> **What you have to do**:
Your answer should consist of the line holding "ROI woven basket" and all lines after it to the end of the material, copied exactly.

(Data supplied)

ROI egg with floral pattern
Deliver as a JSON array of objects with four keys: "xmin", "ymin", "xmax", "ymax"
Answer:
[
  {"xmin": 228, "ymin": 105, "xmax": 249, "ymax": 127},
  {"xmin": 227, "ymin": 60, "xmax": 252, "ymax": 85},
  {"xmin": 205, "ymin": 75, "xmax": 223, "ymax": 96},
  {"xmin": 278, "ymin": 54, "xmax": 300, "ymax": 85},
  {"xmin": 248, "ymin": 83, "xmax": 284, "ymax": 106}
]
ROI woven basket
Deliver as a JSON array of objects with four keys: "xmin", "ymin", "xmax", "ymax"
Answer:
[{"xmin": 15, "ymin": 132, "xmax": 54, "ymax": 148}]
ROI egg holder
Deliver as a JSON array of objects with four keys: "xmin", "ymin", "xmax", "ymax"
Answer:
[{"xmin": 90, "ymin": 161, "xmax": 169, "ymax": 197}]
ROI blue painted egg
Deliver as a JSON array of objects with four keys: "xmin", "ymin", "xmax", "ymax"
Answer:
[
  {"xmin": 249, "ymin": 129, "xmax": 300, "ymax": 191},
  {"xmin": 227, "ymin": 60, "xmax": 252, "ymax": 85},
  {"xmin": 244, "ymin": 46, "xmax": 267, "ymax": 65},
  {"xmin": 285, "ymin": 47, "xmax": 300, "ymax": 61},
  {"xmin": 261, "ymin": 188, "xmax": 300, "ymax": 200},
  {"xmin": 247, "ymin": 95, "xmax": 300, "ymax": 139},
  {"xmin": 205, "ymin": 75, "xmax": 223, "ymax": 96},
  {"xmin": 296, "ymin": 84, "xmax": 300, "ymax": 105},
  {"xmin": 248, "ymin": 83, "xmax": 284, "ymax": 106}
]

(End Data supplied)

> **Expected answer**:
ROI woven basket
Deliver as a JSON array of objects with four keys: "xmin", "ymin", "xmax", "ymax"
Answer:
[{"xmin": 15, "ymin": 132, "xmax": 54, "ymax": 148}]
ROI egg holder
Deliver as a JSON array of objects with four keys: "xmin", "ymin", "xmax", "ymax"
Answer:
[{"xmin": 90, "ymin": 161, "xmax": 169, "ymax": 197}]
ROI blue painted egg
Deliver as a JSON array of objects with four keys: "xmin", "ymin", "xmax", "ymax"
Answer:
[
  {"xmin": 249, "ymin": 129, "xmax": 300, "ymax": 191},
  {"xmin": 227, "ymin": 60, "xmax": 252, "ymax": 85},
  {"xmin": 244, "ymin": 46, "xmax": 267, "ymax": 65},
  {"xmin": 285, "ymin": 47, "xmax": 300, "ymax": 61},
  {"xmin": 261, "ymin": 188, "xmax": 300, "ymax": 200},
  {"xmin": 247, "ymin": 95, "xmax": 300, "ymax": 139},
  {"xmin": 205, "ymin": 75, "xmax": 223, "ymax": 96},
  {"xmin": 296, "ymin": 84, "xmax": 300, "ymax": 105},
  {"xmin": 248, "ymin": 83, "xmax": 284, "ymax": 106}
]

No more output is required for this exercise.